- [PROBLEM TO WORK ON]: According to the text on supporting community members in quarantine, how many days must returning travelers from Hubei Province without symptoms stay in quarantine?

Support Our Community Members in Quarantine

A diverse group of hands coming together to indicate unity, with a pull quote from the article on top
A diverse group of hands coming together to indicate unity, with a pull quote from the article on top

Did you know that hundreds of Americans have returned home from China and been asked to stay away from others (quarantine) since the start of the 2019 novel coronavirus outbreak? This may happen to members of our community here in Washington State, and we can all do our part to be supportive neighbors. People in quarantine are doing their neighbors a favor by preventing further spread of the disease.

Individuals who return to the U.S. from Hubei Province and do NOT have symptoms are required to be in quarantine for 14 days, while those who have symptoms are taken immediately to the hospital for care. Quarantine is a public health best practice. In general, it refers to the separation of a person who may have been exposed to a communicable disease but NOT YET symptomatic, from others who have not been exposed. This practice of self-monitoring and evaluation helps to prevent the spread of germs to others.

Home quarantine (as opposed to quarantine in a facility) is the preferred choice for returning travelers as it allows for them to remain in a familiar and comfortable environment. Those who quarantine at home or in a facility are healthy people who are taking the necessary precaution to protect other people in their community. People in quarantine pose no risk to the public.
In general, a person in quarantine does not leave their location except to attend medical appointments. Public health staff and medical providers check in with the person daily to monitor health. The person quarantined can return to their normal daily activities once cleared by public health.

We all play a part in reducing stigma and discrimination associated with a disease outbreak. You can support our community’s response to the novel coronavirus in the following ways:

  • Avoid stigmatizing people who are in quarantine. They are making the right choice for their communities. This person could be your coworker, your neighbor, or your friend. Be respectful, thoughtful, and kind.
  • Do not make assumptions about someone’s health status based on their ethnicity, race or national origin. Viruses don’t discriminate and neither should we.
  • Remind others that it is normal to be concerned when there is an outbreak, but the risk of novel coronavirus to the public is very low.
  • Share supportive messaging on social media that people in quarantine are healthy travelers.
  • Stigma will NOT fight coronavirus. Sharing accurate information will. Stay up to date on Coronavirus news through the Washington State Department of Health and the Centers for Disease Control and Prevention (CDC).

- [MATERIAL PROVIDED]:
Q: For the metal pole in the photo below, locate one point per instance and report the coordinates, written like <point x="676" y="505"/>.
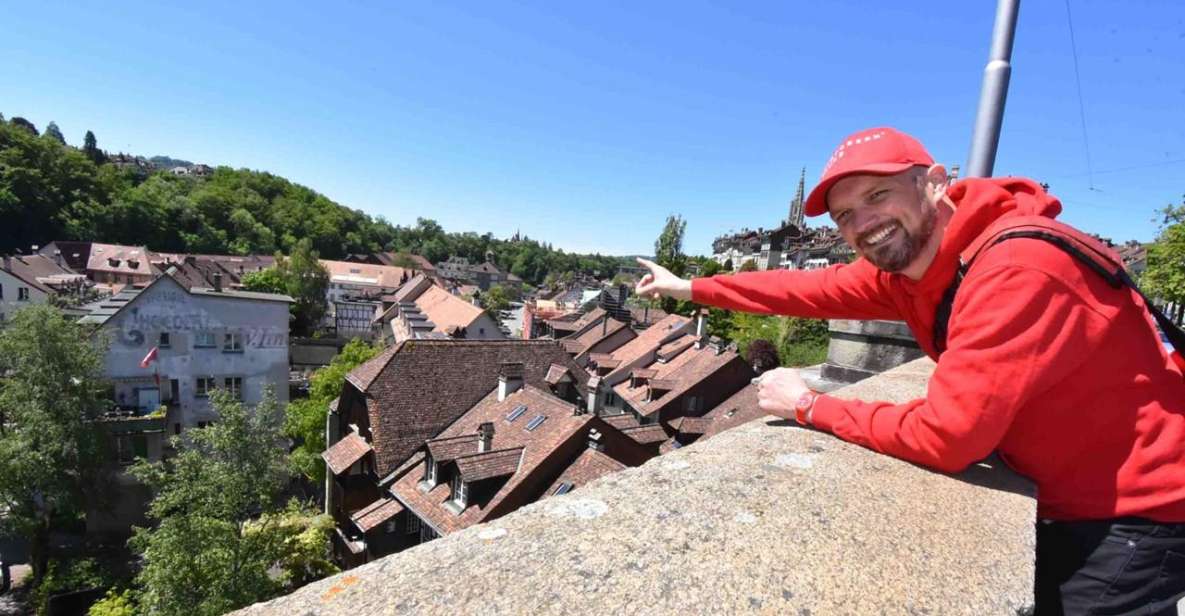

- [FINISHED TASK]: They must stay in quarantine for 14 days.